_YOUR INSTRUCTIONS_:
A picture-free, exact copy of all the records below is the goal.

_DATA EXCERPTS_:
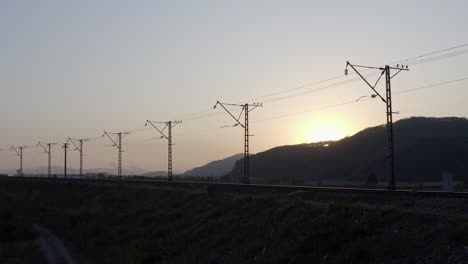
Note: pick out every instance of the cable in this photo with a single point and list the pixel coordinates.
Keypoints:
(365, 99)
(195, 116)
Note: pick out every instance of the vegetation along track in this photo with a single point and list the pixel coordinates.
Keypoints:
(456, 202)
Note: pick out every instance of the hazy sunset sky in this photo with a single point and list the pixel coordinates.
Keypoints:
(77, 68)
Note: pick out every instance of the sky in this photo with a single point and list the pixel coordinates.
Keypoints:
(79, 68)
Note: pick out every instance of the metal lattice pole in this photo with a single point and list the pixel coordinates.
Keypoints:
(118, 144)
(246, 146)
(21, 161)
(169, 125)
(19, 153)
(48, 150)
(389, 111)
(65, 147)
(245, 110)
(81, 158)
(169, 152)
(390, 149)
(79, 146)
(119, 136)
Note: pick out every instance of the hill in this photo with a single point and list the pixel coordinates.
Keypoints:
(155, 174)
(424, 148)
(216, 168)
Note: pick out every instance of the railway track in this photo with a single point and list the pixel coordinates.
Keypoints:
(253, 188)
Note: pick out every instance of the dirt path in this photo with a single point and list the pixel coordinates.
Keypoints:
(52, 247)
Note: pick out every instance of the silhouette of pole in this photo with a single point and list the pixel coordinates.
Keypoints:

_FINAL ANSWER_:
Note: pick out every instance of the cable in this photo with a single point and list the pixel coordinates.
Keypoints:
(365, 99)
(195, 116)
Note: pick out every instance of the vegetation along track in this photo with a single point and list the pixel coordinates.
Keypoints:
(456, 202)
Note: pick out every instance of the hazy sunset sky in this photo with a single point and list the pixel coordinates.
Keypoints:
(77, 68)
Note: pick out every instance of the sky in this photo with a single point and list the pixel coordinates.
Keypoints:
(79, 68)
Note: pick out every instance of the metal lattice pole in this photo with a single point and list the pixel coordinates.
Keypoints:
(118, 144)
(246, 146)
(21, 161)
(169, 125)
(19, 153)
(48, 150)
(389, 111)
(65, 147)
(245, 110)
(81, 158)
(169, 152)
(390, 149)
(79, 146)
(119, 136)
Note: pick out every instance of the hill in this photo with a single point and list the pixel coordinates.
Keypoints:
(155, 174)
(424, 148)
(216, 168)
Note: pick out every instance of the railway track in this photo with a single point and list the pixel coordinates.
Keypoints:
(253, 188)
Note: pick out every instance of the dirt path in this photo with a single point and list the pixel coordinates.
Keypoints:
(52, 247)
Note: pick out every instance of the silhouette of pole in this photo with a single point and list the pixel coordinates.
Keypoints:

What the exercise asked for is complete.